begin Entries

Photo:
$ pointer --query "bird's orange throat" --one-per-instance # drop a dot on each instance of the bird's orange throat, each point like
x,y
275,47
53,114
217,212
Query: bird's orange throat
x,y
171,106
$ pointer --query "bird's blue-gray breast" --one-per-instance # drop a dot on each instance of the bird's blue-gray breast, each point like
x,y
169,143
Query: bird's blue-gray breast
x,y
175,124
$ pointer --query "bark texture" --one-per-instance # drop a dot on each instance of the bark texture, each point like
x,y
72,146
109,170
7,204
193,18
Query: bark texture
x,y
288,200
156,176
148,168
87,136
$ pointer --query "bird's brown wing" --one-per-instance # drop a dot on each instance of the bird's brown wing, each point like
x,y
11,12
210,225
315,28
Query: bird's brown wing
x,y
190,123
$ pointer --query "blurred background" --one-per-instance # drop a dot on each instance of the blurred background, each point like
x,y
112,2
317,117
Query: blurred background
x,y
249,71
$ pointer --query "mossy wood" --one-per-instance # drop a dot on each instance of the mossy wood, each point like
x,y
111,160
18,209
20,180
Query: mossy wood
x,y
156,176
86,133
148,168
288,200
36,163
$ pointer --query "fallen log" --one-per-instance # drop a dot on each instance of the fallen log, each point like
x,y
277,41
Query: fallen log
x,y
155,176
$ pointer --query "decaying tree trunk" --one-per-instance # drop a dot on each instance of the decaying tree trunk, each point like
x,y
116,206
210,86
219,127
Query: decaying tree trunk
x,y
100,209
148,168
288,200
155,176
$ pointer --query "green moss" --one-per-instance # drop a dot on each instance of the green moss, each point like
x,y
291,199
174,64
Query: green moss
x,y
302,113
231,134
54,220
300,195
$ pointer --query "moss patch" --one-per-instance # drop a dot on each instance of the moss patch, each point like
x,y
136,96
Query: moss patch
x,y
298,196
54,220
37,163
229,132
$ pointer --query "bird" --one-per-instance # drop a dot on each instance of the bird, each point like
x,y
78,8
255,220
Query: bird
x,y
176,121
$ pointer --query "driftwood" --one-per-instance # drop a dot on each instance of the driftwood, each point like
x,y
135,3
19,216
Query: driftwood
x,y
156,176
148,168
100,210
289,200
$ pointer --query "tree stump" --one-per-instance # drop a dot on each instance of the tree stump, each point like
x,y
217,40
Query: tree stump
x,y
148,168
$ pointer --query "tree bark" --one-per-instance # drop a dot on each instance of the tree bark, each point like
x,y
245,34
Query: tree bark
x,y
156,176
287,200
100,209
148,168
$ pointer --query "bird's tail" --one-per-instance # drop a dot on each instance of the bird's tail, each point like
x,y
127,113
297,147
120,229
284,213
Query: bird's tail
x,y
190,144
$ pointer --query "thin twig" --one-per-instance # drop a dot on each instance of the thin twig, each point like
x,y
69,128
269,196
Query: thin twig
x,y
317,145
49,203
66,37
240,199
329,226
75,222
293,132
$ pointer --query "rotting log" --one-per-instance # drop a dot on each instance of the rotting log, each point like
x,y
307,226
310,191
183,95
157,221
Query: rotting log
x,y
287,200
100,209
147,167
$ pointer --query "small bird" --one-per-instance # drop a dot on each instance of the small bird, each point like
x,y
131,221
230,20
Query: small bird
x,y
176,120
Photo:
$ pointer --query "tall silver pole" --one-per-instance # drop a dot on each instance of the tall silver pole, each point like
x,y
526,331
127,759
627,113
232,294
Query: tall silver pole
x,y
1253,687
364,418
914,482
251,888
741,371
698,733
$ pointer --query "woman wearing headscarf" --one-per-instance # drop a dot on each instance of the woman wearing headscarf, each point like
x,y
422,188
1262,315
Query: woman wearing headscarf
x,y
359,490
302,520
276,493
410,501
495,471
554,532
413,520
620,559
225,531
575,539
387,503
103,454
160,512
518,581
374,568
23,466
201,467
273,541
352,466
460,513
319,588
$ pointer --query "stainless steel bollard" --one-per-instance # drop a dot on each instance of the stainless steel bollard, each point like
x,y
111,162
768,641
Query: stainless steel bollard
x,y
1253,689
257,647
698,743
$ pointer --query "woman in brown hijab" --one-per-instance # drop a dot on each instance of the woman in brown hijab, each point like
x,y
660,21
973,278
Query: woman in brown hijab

end Entries

Extract the full set of entries word for word.

→ **Answer to the exercise**:
Photo:
$ pointer --query "bird's orange throat" --one-per-instance # drop a dot on each instance of the bird's orange throat, each point like
x,y
275,47
53,114
217,212
Query: bird's orange throat
x,y
171,106
$ pointer --query "bird's blue-gray breast" --one-per-instance # drop a dot on each instance of the bird's blue-gray breast, each point like
x,y
169,143
Query: bird's blue-gray breast
x,y
175,124
$ pointer --query "bark texture" --one-per-instance # drop a dot on each instance of the bark texture, each point like
x,y
72,146
109,170
7,204
193,18
Query: bark texture
x,y
288,200
156,176
148,168
87,136
$ pointer --query "bird's brown wing" --one-per-instance # drop a dot on each instance of the bird's brown wing, each point like
x,y
11,12
210,225
315,28
Query: bird's brown wing
x,y
190,123
$ pointer --query "blurred background" --one-per-instance # drop a dot on each instance of the blurred background, each point like
x,y
112,2
317,117
Query: blurred background
x,y
249,71
$ pointer --query "mossy wood" --one-per-instance # drop a dot on each instance of the mossy wood, each point like
x,y
111,160
18,209
20,180
Query: mossy wood
x,y
156,176
86,133
148,168
288,200
36,163
$ pointer --query "fallen log" --one-per-instance # drop a dot on each instance of the fallen log, each point like
x,y
277,41
Query: fallen log
x,y
155,176
$ pointer --query "decaying tree trunk" --one-per-instance # drop a dot on each instance of the decaying tree trunk, each point like
x,y
116,206
210,86
219,127
Query: decaying tree trunk
x,y
100,209
148,168
288,200
155,176
$ pointer --query "green moss" --one-per-instance # drop a dot on each instance of the green moss, each point like
x,y
291,199
174,64
Query: green moss
x,y
302,113
231,134
54,220
300,195
$ pointer --query "moss patch" --one-per-instance # drop a dot on each instance of the moss patch, each point like
x,y
136,96
Query: moss patch
x,y
298,196
54,220
37,163
229,132
$ pointer --query "bird" --one-per-instance # drop a dot on each instance of the bird, each point like
x,y
78,8
255,220
Query: bird
x,y
176,121
$ pointer --query "driftwood" --one-per-instance # drop a dot on each instance of the driftwood, each point like
x,y
135,3
19,216
Query: driftwood
x,y
156,176
148,168
100,210
289,200
$ pointer --query "tree stump" --one-per-instance # drop a dot on each instance of the tree stump, each point like
x,y
217,40
Query: tree stump
x,y
148,168
$ pointer --query "tree bark" --one-per-instance # drop a dot on each instance of the tree bark, each point like
x,y
245,34
Query: tree bark
x,y
156,176
287,200
100,209
148,168
$ pointer --query "bird's tail" --one-per-instance # drop a dot on each instance of the bird's tail, each point like
x,y
127,113
297,147
120,229
284,213
Query: bird's tail
x,y
190,144
$ pointer --query "thin twig" --one-per-instance # drop a dot on each instance of the thin twig, each point like
x,y
69,128
269,196
Query: thin twig
x,y
317,145
49,203
66,37
240,199
329,226
75,222
293,132
$ pointer --query "rotting log" --one-per-instance # drop a dot on each instance of the rotting log, each point like
x,y
307,226
310,191
183,95
157,221
Query: rotting log
x,y
287,200
100,209
147,167
$ pointer --query "small bird" --one-per-instance # drop a dot on each instance of the small bird, each point like
x,y
131,221
230,20
Query: small bird
x,y
176,120
Photo:
$ pointer --query "tall silver pole" --one-per-instance # drop a dot on each instance of the tall silver pole, each point like
x,y
526,331
127,759
627,113
232,294
Query: tall silver pole
x,y
1253,687
364,418
914,482
251,888
741,371
698,733
$ pointer --query "woman wearing headscarf" --one-per-instance # drop a dot on each instance of the woman wearing headscarf, each point like
x,y
422,188
1262,315
Query: woman wearing headscarf
x,y
359,490
302,520
276,493
410,501
495,471
554,532
413,520
620,559
225,531
575,539
387,503
103,454
160,512
518,581
374,568
23,466
201,467
273,541
352,466
460,513
319,588
$ pointer --query "stainless steel bollard" --one-per-instance # drop a dot on each instance of the stainless steel bollard, each point like
x,y
111,162
768,641
Query: stainless steel bollard
x,y
1253,689
257,647
698,743
$ pointer --query "woman in brown hijab" --one-per-instance # drop a dot on each instance of the woman in brown hijab, each point like
x,y
660,21
973,278
Query: woman in brown hijab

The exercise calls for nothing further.